### Written request
From the records below, pull out every line that contains the word "main", matching case exactly.

### Dataset
※

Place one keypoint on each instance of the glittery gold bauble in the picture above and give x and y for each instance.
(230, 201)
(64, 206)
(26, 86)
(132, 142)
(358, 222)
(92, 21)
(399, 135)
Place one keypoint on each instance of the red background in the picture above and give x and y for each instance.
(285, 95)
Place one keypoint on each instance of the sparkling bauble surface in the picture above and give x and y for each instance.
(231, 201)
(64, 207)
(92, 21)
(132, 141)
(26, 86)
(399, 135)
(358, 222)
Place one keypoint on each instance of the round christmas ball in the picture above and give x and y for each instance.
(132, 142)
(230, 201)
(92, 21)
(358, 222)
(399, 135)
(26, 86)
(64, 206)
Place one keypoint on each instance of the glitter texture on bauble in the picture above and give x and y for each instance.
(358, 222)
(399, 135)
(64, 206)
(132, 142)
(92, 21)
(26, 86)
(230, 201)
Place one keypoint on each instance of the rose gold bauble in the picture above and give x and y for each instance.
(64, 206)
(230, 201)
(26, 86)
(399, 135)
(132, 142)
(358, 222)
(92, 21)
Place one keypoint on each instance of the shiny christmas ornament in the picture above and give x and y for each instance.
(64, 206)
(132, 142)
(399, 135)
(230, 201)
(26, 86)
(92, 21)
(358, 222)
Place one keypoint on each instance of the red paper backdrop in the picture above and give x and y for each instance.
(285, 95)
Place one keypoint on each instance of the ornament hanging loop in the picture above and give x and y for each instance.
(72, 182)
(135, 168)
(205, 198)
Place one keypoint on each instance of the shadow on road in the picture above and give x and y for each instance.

※

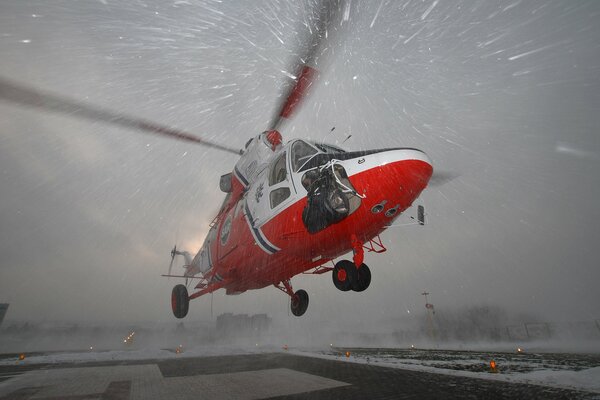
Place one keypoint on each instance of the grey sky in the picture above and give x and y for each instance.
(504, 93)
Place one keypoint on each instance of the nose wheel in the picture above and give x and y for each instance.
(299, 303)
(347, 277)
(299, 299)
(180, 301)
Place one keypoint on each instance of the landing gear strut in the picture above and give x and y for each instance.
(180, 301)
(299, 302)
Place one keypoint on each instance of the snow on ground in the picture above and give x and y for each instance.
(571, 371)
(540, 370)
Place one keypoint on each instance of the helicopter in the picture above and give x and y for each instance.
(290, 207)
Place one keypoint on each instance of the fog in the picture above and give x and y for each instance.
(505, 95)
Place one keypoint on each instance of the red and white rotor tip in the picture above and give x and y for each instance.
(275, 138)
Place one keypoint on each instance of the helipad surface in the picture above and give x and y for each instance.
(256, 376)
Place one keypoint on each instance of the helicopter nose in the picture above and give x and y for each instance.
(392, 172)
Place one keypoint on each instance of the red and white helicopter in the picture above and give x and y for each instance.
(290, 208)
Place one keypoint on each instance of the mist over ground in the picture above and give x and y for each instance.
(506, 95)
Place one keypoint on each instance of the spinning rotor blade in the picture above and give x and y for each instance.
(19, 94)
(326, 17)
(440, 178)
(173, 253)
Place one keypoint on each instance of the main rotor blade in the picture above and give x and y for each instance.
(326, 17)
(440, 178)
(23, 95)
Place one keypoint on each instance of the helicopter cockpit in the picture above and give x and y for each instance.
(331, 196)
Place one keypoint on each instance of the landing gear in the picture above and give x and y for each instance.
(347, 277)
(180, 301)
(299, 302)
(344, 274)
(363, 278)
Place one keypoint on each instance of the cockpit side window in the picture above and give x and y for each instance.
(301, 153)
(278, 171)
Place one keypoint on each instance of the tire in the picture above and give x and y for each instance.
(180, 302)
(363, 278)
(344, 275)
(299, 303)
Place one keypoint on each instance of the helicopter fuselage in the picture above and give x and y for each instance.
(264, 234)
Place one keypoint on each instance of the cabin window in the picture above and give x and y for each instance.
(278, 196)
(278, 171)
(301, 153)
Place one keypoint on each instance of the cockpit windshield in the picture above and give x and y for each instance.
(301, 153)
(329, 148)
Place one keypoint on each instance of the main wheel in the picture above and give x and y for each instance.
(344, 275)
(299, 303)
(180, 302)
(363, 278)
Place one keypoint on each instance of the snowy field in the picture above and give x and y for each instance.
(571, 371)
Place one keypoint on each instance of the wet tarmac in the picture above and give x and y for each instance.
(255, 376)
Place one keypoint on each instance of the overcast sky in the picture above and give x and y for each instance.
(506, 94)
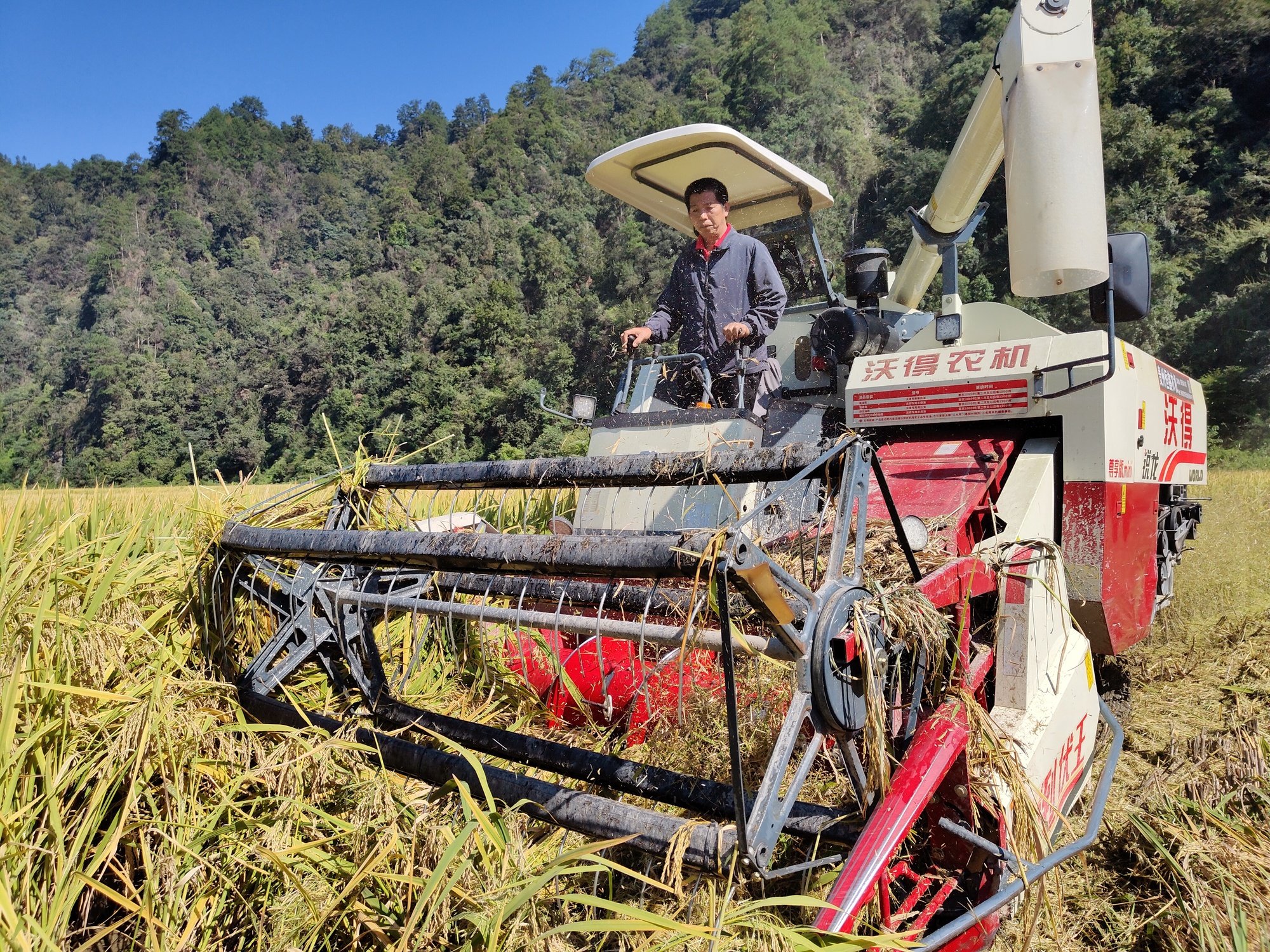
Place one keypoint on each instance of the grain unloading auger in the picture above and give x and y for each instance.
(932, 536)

※

### Answer to the problem
Place one keypoint on each instance of the main rotor blade in the picture above and give x and y for each instance.
Place one keypoint on each instance of the main wheel in the picture above and give x and y for each instance.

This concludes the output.